• **Available records**
• • •

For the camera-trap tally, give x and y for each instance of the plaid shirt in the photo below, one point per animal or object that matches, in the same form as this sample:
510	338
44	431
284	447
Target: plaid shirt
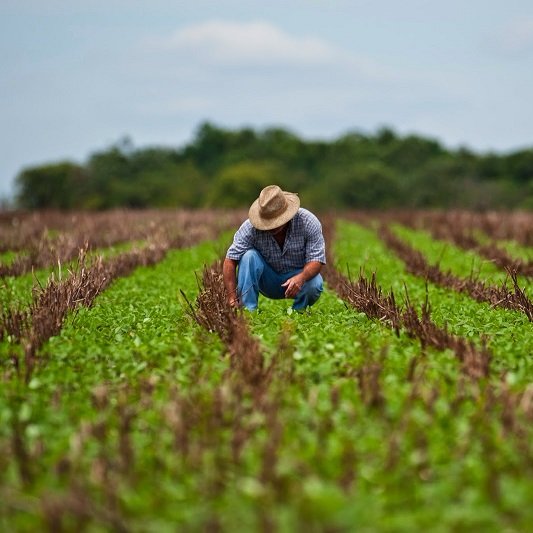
304	243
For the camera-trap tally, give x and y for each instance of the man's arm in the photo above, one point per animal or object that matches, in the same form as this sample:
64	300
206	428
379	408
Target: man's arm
229	273
294	284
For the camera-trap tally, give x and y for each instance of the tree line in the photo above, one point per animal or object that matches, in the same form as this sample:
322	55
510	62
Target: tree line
227	168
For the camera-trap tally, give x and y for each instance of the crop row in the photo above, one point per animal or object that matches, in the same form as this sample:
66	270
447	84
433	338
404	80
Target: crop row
135	418
45	239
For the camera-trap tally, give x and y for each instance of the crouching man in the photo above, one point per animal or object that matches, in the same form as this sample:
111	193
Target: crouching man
278	252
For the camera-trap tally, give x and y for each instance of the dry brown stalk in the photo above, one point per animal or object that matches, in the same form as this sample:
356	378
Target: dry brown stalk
213	312
366	296
48	238
496	296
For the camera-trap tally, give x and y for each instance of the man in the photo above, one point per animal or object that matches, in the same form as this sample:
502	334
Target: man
279	252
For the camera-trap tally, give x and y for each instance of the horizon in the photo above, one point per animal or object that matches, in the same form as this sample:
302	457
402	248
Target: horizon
80	77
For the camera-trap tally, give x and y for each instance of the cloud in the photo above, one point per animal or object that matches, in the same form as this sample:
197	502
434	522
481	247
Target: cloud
255	43
516	38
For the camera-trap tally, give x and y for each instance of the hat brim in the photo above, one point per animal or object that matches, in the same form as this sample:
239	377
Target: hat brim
261	223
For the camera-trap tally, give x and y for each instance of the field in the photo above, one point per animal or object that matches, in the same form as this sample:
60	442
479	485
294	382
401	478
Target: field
134	399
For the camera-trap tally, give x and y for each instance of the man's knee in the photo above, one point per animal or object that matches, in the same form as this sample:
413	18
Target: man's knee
251	257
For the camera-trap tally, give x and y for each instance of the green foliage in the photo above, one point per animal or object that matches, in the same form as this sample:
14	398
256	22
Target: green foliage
356	170
508	332
135	417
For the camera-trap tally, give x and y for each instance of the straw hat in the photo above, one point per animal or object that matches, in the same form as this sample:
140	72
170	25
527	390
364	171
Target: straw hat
273	208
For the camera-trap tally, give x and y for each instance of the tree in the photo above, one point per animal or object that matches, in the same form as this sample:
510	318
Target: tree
56	185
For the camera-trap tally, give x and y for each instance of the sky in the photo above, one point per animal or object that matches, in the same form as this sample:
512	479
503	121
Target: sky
79	75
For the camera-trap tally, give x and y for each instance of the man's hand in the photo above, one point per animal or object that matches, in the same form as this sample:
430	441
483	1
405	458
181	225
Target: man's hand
293	285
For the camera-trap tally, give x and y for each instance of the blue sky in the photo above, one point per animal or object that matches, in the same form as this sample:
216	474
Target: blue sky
78	75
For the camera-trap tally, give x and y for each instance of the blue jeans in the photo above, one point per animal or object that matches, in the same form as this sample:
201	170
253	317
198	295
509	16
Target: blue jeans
256	276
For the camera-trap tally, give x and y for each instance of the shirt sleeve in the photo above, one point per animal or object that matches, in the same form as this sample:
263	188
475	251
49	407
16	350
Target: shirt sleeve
242	241
315	247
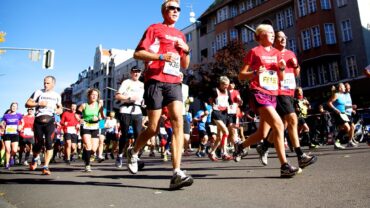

• • •

• **Aim of the exercise**
If the listing above includes images, copy every line of it exactly except those images.

• **Response box**
For the camera-trap tally, give x and y for each instance of the plaid shirt in the photo below, one point per animal or object that matches, in the same form as this sample:
510	338
44	431
284	447
Target: plaid shirt
304	243
For the camera-trap tally, give x and y for each instance of the man's arm in the photo above, one point per animal or object that matches, in the same form as this sample:
64	300
206	428
379	408
Target: man's arm
229	273
294	284
For the camera-trap tally, give x and y for each instance of the tree line in the photo above, one point per animal or object that matches, in the same form as this sample:
322	55
510	62
Target: tree line
227	168
For the camera-trap tally, give x and y for each instance of the crop row in the photo above, one point per animal or object that matches, in the same form as this sample:
66	270
447	84
433	338
404	80
Target: crop row
135	418
45	239
For the camera-trap tally, give x and y for each instance of the crouching man in the photo above, one point per animal or object that matches, in the same form as this sample:
111	193
Target: crouching man
278	252
For the camera-trap tally, give x and y for each instance of the dry brown stalk in the photo above, one point per animal or object that matches, in the same form as this sample:
356	378
Target: dry brown stalk
213	312
366	296
48	238
496	296
For the camera-trap tally, give x and y for each instance of the man in the photo above, one point per animal or object that matches, in the same form as this sample:
502	334
Target: man
279	252
For the camera-trap tally, give x and y for each instance of the horizon in the photo above, one point per animal or object that matches, in the same form as this sample:
302	457
402	248
Target: horizon
80	77
For the camera-trap tally, give x and y for each instance of the cloud in the photo above, one point per animal or object that matches, in the same form as this sample:
197	502
434	522
481	247
Target: cloud
255	43
516	38
For the camera-trap tally, give x and y for each instance of the hat brim in the photo above, one point per animal or object that matches, in the same form as this sample:
239	377
Target: hat brim
261	223
For the camera-trap tally, give x and y for each instance of the field in the photo above, one point per animal or object that matches, in the same form as this sample:
60	442
479	485
294	382
401	478
Target: field
134	399
For the camera-trap tally, give x and y for each instance of the man's knee in the photo above, one point per animal or object that matches, in the same form as this sample:
413	18
Target: man's knee
251	257
For the camera-trap tally, give x and y for each instance of the green foliage in the photo above, one point per animal or object that matches, in the same form as this sample:
14	398
256	22
Target: green foliage
356	170
508	332
135	417
For the camera-trap tally, give x and y for each instance of the straw hat in the photo above, one point per animal or object that matches, in the same form as this sample:
140	72
170	25
527	390
364	171
Target: straw hat
273	208
For the camera-trap tally, give x and y for each instance of the tree in the photo above, one point per animal or object that matches, in the same form as this sample:
510	318
Target: tree
56	185
For the camera-trap tally, give x and y for each instance of the sky in the photo above, one point per animal or object that matches, in the same form as this sample:
512	479
503	121
Target: sky
79	75
For the camera-trap tally, give x and y for each instance of the man's hand in the photo above, one point per animal or object that matches, in the same form as this sample:
430	441
483	1
405	458
181	225
Target: man's hand
293	285
For the camera-trap tally, give x and y for each instance of the blue sky in the photo above, one point per animal or object that matches, in the same form as this sample:
216	474
Target: blue sky
78	75
For the camera-trap tally, give x and y for each instance of the blue jeans in the photo above, one point per animal or object that matches, in the same form as this sample:
201	170
253	317
198	295
509	16
Target: blue jeans
256	276
For the camera-trap tally, give x and y for each instance of the shirt sleeve in the photo above, one point per animal or object that matches, in the same form as this sample:
263	188
475	251
49	407
16	350
Target: shirt sleeve
242	241
315	247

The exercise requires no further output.